Task brief: Count the lines containing "window" in the entries underneath, and state that count without anything else.

Given data:
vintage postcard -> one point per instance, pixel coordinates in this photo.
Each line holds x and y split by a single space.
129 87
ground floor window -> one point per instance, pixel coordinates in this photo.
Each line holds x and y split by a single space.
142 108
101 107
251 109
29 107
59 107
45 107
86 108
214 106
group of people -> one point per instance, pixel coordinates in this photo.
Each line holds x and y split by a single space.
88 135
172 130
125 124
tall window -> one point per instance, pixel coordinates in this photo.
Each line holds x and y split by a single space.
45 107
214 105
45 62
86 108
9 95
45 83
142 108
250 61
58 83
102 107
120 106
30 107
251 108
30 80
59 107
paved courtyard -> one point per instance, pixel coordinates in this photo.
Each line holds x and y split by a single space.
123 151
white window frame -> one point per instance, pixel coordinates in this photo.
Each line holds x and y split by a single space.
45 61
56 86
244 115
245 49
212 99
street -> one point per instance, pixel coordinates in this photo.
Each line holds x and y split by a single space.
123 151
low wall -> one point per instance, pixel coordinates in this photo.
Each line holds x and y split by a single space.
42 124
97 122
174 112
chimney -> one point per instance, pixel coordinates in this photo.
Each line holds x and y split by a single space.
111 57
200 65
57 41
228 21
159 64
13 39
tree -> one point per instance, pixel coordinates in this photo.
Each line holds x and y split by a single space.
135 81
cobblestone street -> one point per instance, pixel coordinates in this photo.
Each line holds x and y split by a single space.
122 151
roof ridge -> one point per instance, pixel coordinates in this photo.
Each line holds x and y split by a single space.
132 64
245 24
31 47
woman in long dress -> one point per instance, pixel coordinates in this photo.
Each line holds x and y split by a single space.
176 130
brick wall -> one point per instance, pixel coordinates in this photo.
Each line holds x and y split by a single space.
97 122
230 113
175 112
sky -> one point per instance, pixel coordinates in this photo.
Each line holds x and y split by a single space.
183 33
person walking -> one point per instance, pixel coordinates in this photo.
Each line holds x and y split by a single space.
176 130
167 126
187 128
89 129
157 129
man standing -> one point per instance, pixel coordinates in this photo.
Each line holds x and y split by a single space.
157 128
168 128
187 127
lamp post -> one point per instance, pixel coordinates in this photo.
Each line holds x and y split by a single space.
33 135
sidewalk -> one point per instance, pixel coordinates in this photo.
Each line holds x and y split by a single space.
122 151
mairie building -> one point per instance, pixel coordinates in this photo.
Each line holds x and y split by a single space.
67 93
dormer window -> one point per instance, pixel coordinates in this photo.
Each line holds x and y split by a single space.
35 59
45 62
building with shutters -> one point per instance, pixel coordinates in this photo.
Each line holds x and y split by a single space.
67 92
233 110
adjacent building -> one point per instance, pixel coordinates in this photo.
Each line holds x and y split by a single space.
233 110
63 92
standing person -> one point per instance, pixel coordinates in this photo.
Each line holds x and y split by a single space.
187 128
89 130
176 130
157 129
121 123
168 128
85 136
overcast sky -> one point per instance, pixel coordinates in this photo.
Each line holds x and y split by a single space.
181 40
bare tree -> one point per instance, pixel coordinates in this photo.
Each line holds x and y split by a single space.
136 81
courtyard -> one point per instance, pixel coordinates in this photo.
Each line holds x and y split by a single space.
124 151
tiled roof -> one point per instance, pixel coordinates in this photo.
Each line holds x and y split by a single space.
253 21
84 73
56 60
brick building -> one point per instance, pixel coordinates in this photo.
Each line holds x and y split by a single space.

Exercise result: 4